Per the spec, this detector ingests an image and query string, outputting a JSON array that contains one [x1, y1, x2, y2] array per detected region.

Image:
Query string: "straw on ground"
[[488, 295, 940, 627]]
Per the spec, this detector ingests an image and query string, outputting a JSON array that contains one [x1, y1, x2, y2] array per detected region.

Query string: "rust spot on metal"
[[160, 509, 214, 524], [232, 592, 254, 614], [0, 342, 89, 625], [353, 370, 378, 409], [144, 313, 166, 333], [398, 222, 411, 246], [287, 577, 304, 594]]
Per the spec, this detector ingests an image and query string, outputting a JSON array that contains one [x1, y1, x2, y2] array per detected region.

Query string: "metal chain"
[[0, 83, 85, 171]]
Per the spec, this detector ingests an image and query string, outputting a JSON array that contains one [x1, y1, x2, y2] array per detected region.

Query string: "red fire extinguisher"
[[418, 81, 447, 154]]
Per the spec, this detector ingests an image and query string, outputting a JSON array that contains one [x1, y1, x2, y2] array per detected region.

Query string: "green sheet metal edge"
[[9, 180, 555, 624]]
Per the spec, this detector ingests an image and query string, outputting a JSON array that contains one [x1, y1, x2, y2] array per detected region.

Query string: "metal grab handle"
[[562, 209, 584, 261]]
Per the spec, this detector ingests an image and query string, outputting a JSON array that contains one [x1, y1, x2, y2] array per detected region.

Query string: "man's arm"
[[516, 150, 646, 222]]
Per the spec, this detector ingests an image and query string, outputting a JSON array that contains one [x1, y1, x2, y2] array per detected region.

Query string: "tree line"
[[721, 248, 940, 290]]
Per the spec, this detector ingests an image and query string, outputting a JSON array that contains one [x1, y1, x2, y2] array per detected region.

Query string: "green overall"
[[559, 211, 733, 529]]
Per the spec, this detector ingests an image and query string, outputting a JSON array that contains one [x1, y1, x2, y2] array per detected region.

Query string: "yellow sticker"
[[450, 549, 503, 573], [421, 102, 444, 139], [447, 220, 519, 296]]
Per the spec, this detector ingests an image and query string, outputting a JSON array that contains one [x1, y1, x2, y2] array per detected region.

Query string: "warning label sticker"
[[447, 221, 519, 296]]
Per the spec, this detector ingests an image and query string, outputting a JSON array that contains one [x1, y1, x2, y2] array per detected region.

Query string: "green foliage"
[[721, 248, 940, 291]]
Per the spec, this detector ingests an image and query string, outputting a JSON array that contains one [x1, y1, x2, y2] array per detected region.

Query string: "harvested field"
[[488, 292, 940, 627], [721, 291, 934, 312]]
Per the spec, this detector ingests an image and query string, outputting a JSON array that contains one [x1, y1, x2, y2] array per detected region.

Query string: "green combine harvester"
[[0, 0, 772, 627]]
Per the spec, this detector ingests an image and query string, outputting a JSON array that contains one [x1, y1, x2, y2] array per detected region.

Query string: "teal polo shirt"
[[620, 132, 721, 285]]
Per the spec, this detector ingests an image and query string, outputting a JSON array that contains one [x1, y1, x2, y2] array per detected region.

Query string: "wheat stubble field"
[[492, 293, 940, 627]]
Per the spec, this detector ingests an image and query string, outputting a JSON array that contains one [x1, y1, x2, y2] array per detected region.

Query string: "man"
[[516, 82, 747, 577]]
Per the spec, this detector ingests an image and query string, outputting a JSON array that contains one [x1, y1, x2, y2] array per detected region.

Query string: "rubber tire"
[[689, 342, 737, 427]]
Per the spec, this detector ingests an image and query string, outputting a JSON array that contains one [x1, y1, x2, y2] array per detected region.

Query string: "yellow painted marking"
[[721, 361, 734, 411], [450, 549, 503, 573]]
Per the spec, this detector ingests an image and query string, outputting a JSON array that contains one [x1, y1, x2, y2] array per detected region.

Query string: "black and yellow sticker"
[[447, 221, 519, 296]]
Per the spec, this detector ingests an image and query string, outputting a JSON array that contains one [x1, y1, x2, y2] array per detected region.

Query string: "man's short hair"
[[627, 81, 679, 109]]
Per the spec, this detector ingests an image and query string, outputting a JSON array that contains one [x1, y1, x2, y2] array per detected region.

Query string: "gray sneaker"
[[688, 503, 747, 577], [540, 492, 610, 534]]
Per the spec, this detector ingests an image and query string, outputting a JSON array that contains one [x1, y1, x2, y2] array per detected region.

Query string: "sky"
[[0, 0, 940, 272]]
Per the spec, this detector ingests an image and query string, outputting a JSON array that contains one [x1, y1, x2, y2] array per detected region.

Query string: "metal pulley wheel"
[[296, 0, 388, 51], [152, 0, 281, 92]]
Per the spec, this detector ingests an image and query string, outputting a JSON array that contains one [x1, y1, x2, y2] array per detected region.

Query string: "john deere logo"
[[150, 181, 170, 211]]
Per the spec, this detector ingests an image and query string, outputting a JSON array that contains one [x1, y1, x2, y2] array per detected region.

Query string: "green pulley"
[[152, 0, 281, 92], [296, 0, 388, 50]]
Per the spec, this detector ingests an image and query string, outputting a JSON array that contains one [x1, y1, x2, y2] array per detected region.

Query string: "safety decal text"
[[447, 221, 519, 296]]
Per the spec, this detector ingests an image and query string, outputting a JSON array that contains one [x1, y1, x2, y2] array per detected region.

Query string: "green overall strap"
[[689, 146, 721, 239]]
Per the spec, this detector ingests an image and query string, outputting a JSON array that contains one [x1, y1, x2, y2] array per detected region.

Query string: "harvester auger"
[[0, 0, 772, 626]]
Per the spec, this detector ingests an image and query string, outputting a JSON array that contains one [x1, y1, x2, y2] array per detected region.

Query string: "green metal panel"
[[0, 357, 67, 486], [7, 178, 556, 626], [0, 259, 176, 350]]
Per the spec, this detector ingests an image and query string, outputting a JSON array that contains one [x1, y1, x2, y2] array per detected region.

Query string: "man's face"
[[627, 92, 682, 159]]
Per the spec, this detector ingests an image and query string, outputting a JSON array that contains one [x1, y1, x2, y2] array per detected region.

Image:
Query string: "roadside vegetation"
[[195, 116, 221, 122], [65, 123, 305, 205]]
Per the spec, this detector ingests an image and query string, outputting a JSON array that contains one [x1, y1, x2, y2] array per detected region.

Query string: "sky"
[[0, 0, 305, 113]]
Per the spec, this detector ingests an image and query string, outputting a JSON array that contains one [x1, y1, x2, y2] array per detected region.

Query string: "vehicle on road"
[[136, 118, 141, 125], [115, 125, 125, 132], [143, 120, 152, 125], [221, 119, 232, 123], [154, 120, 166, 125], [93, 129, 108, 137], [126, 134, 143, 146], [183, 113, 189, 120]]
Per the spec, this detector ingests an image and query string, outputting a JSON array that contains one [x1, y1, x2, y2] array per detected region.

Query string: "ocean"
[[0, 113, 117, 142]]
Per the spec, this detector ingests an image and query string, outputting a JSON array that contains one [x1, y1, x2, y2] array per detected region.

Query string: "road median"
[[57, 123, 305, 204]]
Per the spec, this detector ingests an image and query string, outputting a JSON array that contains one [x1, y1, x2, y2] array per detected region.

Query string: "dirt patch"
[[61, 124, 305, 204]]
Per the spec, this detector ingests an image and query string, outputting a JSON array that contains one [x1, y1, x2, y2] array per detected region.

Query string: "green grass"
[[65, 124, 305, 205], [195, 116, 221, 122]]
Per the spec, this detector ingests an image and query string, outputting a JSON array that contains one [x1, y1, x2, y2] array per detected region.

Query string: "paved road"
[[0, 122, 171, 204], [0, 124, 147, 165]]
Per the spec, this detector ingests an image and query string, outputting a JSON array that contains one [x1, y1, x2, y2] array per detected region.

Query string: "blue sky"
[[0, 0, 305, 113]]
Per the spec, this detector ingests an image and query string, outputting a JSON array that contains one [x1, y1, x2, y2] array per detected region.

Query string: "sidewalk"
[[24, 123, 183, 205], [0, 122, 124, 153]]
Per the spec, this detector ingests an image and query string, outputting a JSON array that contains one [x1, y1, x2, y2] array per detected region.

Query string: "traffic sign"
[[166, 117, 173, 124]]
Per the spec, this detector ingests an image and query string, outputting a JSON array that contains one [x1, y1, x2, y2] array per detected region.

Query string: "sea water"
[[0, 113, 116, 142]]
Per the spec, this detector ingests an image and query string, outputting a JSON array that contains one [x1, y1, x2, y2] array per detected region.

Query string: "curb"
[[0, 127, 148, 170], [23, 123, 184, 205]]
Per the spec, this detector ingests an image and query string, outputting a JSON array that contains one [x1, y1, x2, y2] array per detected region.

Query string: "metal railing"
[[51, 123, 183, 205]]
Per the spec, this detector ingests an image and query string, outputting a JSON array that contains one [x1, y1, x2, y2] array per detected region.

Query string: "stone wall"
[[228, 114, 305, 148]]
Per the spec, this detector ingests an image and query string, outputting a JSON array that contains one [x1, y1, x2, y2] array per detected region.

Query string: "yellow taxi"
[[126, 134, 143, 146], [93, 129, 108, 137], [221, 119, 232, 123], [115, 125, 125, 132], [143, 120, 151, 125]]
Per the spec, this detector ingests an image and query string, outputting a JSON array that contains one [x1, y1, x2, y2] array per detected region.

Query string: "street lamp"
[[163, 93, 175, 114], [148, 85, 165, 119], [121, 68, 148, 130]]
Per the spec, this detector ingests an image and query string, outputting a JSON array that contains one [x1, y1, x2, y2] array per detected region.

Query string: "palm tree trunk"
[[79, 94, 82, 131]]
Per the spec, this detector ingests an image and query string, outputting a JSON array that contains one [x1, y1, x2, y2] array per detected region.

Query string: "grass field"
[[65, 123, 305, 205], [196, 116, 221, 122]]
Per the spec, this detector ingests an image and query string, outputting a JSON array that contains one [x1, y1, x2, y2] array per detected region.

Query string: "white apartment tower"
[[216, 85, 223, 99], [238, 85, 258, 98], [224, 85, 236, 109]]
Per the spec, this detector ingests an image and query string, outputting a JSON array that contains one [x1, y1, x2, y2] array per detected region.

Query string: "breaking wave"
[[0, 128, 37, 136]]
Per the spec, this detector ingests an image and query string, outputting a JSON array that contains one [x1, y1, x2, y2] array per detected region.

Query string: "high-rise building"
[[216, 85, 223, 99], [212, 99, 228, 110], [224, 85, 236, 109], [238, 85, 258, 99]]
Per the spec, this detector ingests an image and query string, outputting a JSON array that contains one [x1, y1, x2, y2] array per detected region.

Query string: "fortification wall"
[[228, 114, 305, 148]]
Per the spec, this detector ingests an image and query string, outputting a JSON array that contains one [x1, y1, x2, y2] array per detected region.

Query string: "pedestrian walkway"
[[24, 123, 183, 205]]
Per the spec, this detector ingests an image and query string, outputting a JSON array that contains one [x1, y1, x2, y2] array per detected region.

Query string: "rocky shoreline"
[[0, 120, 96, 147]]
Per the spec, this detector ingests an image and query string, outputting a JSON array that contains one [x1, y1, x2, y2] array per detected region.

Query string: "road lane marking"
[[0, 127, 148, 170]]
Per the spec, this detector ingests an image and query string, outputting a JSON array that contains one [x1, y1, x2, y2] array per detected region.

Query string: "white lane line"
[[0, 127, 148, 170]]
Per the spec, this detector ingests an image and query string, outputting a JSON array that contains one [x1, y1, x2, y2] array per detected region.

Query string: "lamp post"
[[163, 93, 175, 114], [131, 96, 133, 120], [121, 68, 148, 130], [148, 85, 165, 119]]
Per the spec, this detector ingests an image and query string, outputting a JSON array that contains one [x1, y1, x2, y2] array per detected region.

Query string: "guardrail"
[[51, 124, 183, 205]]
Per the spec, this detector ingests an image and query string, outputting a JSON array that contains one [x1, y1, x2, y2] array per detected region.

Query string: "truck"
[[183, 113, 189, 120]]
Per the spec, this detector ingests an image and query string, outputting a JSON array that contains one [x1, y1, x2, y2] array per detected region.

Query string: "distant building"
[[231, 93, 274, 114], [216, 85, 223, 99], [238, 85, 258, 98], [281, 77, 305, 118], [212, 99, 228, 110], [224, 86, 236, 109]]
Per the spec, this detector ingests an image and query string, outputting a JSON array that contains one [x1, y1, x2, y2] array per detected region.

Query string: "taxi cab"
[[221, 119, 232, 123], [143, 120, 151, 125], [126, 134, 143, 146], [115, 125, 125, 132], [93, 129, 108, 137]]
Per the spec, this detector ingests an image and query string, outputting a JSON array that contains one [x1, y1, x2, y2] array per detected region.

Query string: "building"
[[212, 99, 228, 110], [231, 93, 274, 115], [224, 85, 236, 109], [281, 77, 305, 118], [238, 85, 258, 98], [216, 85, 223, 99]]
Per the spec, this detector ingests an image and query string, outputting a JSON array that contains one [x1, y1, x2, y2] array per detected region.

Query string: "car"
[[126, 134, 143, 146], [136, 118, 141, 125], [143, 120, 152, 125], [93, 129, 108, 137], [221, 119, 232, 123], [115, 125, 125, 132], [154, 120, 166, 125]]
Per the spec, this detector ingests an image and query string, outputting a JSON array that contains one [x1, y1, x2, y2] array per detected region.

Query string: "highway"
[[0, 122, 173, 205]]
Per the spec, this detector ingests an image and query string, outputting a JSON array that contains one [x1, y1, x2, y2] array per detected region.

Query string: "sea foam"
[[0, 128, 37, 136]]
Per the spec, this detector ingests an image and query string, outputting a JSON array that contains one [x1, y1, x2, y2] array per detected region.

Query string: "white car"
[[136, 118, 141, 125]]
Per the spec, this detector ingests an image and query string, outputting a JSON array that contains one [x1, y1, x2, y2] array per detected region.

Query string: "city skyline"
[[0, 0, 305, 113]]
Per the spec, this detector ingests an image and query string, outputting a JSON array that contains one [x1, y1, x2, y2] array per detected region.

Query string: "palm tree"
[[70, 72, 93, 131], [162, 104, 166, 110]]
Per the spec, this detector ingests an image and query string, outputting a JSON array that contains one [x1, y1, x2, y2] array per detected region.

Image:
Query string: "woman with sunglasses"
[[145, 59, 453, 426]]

○ ○ ○ ○ ○ ○ ○

▶ _GIVEN TASK_
How many lines of the records contain the string "lane", with case counting? Reply with the number alone.

▶ _REPLY_
2